### WHAT TO DO
In the records below, find the line that contains "One keypoint belongs on each instance. Indicate the woman in". Retype that line and all the lines after it through the end, leaving out the pictures.

### RECORDS SUPPLIED
□ □ □

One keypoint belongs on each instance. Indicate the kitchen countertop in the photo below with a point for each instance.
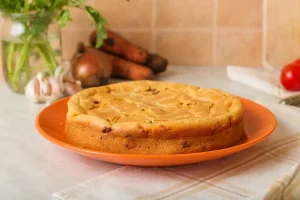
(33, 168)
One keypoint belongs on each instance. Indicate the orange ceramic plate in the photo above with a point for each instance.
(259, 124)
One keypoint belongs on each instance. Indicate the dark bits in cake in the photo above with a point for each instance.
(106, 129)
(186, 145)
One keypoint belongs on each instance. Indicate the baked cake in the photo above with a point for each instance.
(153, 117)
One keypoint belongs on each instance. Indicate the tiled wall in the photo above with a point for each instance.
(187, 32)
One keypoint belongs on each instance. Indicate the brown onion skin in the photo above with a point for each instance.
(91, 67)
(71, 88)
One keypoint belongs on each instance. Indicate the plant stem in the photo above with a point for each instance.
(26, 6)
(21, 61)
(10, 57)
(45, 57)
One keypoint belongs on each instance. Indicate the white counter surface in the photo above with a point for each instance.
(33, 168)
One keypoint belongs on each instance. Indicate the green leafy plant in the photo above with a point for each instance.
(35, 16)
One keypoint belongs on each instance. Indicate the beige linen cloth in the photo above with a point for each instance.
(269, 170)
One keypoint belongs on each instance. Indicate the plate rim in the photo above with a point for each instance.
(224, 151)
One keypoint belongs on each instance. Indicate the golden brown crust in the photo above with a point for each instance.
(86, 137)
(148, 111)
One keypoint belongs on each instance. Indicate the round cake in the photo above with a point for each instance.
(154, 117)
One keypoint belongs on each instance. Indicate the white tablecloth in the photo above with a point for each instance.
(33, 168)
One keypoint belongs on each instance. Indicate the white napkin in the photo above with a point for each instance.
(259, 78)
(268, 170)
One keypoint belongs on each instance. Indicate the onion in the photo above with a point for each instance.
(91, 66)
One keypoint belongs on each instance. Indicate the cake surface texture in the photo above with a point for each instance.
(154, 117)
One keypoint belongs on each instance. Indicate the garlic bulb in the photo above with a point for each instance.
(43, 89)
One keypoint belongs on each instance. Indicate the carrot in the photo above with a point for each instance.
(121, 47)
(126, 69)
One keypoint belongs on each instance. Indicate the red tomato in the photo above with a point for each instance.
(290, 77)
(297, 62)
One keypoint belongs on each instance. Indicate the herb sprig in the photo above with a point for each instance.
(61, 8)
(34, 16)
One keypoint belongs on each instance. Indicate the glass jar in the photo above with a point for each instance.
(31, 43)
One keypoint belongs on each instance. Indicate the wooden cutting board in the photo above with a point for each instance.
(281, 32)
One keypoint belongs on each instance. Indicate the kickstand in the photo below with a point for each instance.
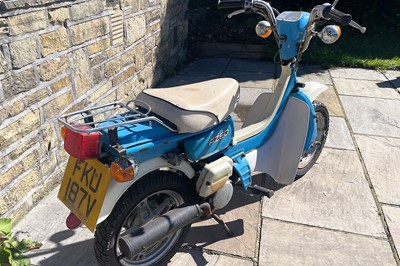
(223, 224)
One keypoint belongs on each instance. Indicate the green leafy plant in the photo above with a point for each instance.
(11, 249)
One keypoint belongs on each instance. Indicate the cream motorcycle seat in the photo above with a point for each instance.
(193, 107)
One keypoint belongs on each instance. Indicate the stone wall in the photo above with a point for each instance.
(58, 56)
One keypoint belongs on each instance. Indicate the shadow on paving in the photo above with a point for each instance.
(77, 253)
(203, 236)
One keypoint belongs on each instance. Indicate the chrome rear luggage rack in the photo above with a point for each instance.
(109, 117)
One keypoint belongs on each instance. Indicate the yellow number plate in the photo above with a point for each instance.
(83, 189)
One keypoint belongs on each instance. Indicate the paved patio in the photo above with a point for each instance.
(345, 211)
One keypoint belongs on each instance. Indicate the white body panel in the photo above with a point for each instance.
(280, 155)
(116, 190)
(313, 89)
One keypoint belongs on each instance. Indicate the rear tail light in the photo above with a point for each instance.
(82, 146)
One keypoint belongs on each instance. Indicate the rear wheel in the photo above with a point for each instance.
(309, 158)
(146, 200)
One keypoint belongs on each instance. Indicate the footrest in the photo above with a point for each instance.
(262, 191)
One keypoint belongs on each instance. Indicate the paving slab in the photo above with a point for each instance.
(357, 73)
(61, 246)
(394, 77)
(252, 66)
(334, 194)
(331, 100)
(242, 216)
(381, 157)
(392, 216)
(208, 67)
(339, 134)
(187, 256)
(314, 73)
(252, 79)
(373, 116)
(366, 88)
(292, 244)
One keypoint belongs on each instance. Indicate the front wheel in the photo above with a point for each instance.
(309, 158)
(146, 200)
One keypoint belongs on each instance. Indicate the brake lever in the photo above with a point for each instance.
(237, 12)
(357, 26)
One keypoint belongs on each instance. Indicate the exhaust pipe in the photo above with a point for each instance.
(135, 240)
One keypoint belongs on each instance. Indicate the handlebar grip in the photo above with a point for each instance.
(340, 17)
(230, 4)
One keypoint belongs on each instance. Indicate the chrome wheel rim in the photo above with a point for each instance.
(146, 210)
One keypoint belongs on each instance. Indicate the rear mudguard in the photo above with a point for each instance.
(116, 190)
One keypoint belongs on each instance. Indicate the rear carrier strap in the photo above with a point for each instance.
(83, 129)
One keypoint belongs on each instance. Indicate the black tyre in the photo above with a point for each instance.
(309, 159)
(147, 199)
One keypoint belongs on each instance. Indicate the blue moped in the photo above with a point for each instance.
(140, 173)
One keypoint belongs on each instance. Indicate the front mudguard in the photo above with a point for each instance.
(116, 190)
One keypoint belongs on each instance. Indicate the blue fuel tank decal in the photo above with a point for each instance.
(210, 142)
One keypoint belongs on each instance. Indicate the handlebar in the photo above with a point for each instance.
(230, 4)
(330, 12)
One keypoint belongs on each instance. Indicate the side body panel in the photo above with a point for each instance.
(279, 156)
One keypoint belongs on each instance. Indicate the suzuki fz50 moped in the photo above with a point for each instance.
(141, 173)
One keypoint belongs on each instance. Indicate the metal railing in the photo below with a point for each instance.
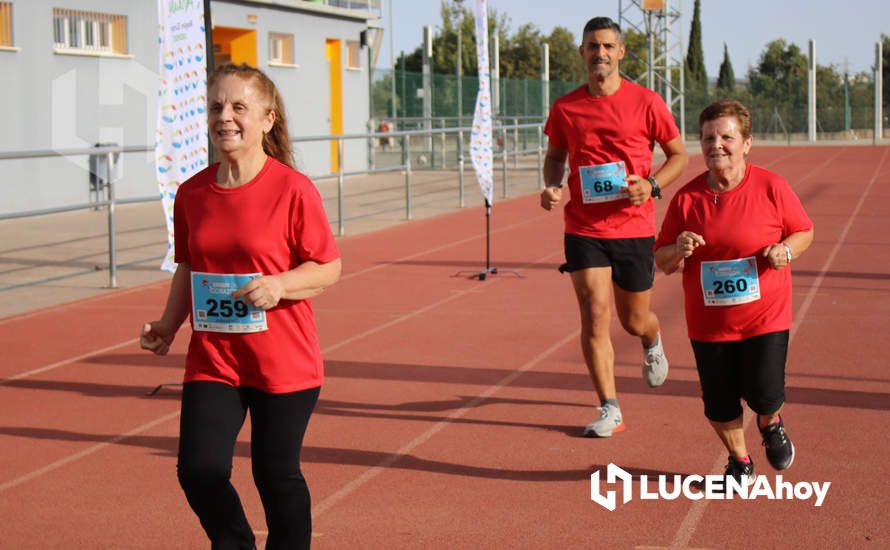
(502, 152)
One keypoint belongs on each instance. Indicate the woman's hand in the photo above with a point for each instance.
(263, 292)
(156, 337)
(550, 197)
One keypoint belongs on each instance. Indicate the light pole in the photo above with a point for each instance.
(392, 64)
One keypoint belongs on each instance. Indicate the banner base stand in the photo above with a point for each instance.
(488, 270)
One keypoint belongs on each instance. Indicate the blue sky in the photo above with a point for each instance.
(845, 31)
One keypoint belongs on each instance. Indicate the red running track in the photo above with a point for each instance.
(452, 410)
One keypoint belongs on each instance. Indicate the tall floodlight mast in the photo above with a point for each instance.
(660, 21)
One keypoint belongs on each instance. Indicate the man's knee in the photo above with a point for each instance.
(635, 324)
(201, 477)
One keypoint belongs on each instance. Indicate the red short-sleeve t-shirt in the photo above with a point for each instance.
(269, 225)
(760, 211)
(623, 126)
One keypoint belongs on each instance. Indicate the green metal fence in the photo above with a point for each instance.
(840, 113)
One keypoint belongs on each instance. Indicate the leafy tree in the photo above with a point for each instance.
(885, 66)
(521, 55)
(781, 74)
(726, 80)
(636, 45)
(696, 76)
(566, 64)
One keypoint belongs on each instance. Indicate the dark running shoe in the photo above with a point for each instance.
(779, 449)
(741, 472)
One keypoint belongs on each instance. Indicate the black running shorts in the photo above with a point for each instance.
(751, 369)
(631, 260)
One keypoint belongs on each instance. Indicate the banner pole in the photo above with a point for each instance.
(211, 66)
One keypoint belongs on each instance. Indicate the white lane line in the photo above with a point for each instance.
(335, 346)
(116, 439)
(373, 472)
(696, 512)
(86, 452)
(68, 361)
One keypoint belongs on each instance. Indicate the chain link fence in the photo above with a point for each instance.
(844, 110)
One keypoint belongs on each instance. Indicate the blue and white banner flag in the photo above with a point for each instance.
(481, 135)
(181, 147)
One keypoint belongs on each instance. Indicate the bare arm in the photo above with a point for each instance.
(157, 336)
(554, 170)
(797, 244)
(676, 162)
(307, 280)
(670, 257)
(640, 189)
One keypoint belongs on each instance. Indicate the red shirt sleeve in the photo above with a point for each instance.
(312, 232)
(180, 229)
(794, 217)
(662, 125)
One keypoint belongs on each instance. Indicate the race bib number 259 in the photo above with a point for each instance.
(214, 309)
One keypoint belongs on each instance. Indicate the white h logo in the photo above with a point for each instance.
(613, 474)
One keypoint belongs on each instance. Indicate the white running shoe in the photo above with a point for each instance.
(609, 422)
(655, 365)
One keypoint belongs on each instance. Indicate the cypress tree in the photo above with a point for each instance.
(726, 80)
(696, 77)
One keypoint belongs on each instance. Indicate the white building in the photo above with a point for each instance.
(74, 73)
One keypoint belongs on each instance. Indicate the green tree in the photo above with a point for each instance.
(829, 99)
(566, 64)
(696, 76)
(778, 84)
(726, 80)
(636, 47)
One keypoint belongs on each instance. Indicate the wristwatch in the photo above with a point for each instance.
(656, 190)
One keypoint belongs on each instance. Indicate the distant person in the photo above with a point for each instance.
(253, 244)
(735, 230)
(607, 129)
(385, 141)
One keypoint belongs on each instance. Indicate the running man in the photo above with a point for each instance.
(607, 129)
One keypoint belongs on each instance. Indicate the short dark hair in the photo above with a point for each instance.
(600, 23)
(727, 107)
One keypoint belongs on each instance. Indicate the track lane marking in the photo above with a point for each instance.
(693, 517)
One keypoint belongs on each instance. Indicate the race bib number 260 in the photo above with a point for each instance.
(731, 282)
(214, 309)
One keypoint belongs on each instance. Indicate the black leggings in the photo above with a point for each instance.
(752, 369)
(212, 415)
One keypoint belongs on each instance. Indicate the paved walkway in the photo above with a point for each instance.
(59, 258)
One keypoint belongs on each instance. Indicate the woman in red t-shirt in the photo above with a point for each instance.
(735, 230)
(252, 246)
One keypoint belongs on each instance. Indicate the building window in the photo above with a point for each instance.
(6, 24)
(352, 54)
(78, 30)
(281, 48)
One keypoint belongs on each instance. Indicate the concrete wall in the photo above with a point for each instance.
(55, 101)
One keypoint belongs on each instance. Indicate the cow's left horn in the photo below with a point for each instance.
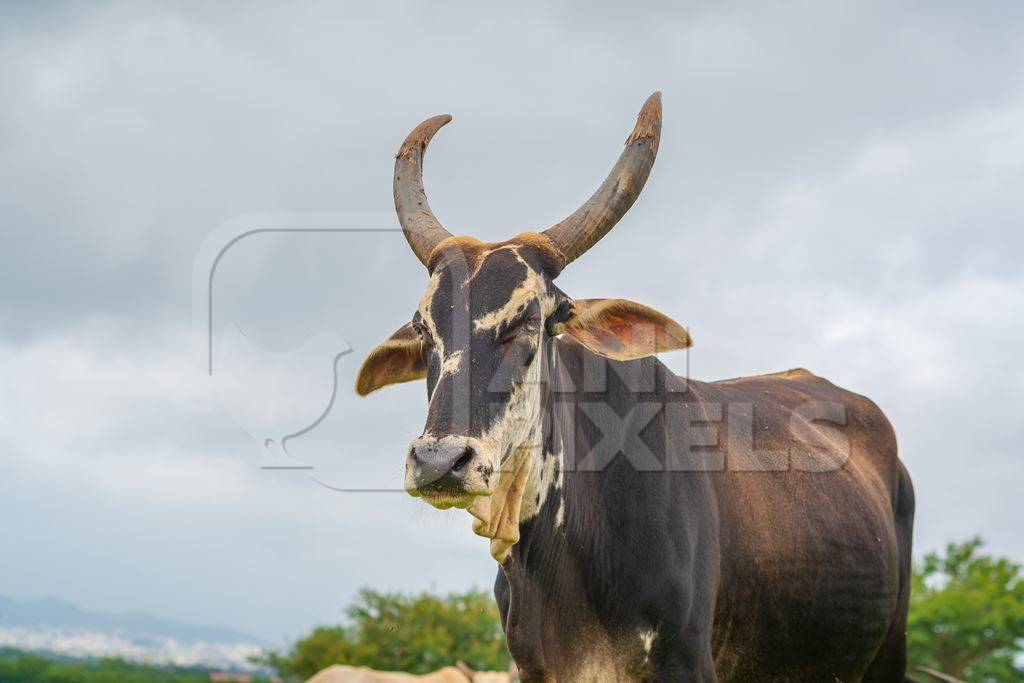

□ □ □

### PROBLEM SOLUTION
One keypoint belongs on each instance. Indicate the woman in red t-shirt in the photo above with a point for each instance.
(735, 230)
(252, 246)
One keypoint belongs on each instance. Indicate the building window in the photo above with a point for each instance.
(6, 24)
(352, 54)
(78, 30)
(281, 48)
One keypoint belongs on each instance. Indicate the concrete wall in the photo above with a point for each instance.
(55, 101)
One keypoint belongs on each instance. Indicate the cow's left horn in the photo below with a point for each instance.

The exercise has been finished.